» **Work required**
Below is a block of records; repeat each one exactly.

[Start Data provided]

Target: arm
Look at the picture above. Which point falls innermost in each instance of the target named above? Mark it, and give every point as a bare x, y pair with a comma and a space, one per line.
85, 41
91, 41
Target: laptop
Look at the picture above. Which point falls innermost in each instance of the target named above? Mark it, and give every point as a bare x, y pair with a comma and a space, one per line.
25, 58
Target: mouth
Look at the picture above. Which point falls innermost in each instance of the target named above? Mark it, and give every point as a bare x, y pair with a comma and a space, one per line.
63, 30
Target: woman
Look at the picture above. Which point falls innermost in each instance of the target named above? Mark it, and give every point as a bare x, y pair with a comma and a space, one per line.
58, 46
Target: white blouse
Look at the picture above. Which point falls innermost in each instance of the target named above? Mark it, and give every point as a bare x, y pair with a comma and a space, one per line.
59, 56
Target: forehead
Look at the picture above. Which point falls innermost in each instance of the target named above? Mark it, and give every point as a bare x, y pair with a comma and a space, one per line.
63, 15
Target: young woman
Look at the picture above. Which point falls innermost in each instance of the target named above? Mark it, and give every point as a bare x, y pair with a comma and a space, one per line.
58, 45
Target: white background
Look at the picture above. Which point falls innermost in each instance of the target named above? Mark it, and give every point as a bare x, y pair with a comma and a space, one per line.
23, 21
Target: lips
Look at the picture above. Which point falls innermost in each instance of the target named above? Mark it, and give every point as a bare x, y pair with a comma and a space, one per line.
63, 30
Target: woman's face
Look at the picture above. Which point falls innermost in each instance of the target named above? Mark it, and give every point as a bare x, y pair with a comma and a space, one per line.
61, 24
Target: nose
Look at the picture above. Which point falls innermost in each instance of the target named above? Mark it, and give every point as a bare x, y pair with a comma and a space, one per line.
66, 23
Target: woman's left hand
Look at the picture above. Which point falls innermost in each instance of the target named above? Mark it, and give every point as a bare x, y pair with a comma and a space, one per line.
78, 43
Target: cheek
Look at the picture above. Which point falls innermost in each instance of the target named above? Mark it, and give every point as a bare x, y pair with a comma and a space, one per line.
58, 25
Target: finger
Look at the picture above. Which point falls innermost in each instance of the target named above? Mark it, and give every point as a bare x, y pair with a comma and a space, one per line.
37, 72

[End Data provided]

» **Output for this task**
Target: arm
Look at the picture above. Which point falls innermost in each instance of the target named above? Mark it, and give every point as a bare x, y pair with a comma and a space, one per line.
85, 41
91, 41
Target: laptop
Look at the picture above. Which point falls innermost in each instance of the target named above? Mark it, and give every point as a bare x, y pair with a comma and a space, one per line.
25, 58
Target: mouth
Look at the picture above. Which point falls innermost in each instance of the target named above? Mark it, and give every point as a bare x, y pair with a comma and a space, one per line.
63, 30
Target: woman
Look at the picture above. Which point falls innermost in each instance of the target named above? Mark it, and give every point as a bare x, y pair with a comma and a space, one per line.
58, 46
Target: white blouse
Look at the picture above. Which point falls innermost in each instance of the target named above? Mark it, and give every point as a bare x, y pair with a comma and a space, one per line.
59, 56
Target: forehead
Look at the picture above. Which point falls innermost in each instance of the target named above? Mark it, and give every point as a bare x, y pair with a comma and a space, one per line.
63, 15
Target: young woman
Look at the picture above. Which point falls innermost in each instance of the target named above? Mark it, and give every point as a bare x, y pair with a comma and a space, one per line.
58, 45
Target: white background
Look at the picture above. Which point falls innermost in each instance of the target named above? Mark it, and give every point as a bare x, y pair with a comma and a space, one per line.
23, 21
Target: lips
Look at the picture above. Which point falls innermost in each instance of the target named above? Mark it, and give every point as a bare x, y pair with a comma and a space, one per line.
63, 30
Target: woman's face
Look at the picture above. Which point falls innermost in each instance of the target named above? Mark it, and give every point as a bare x, y pair with a comma and a space, one per line.
61, 24
Target: nose
Look at the picture above. Which point falls innermost in each instance of the target named above? Mark it, and give every point as a bare x, y pair with a comma and a space, one per line.
66, 23
Target: woman's left hand
Look at the picture above. Which point falls innermost in each instance of the target named above? Mark it, and give every point as a bare x, y pair with a comma and a space, one per line.
78, 43
Target: cheek
Look at the picture above. Which point falls innermost in each instance of the target named above? Mark it, and give every point as a bare x, y pair with a comma and a space, one per line.
58, 25
Target: finger
Look at the picture above. Which point falls innermost in each instance of the target named above? Mark it, and give every point as a bare x, y pair with a comma and a space, one per line.
37, 72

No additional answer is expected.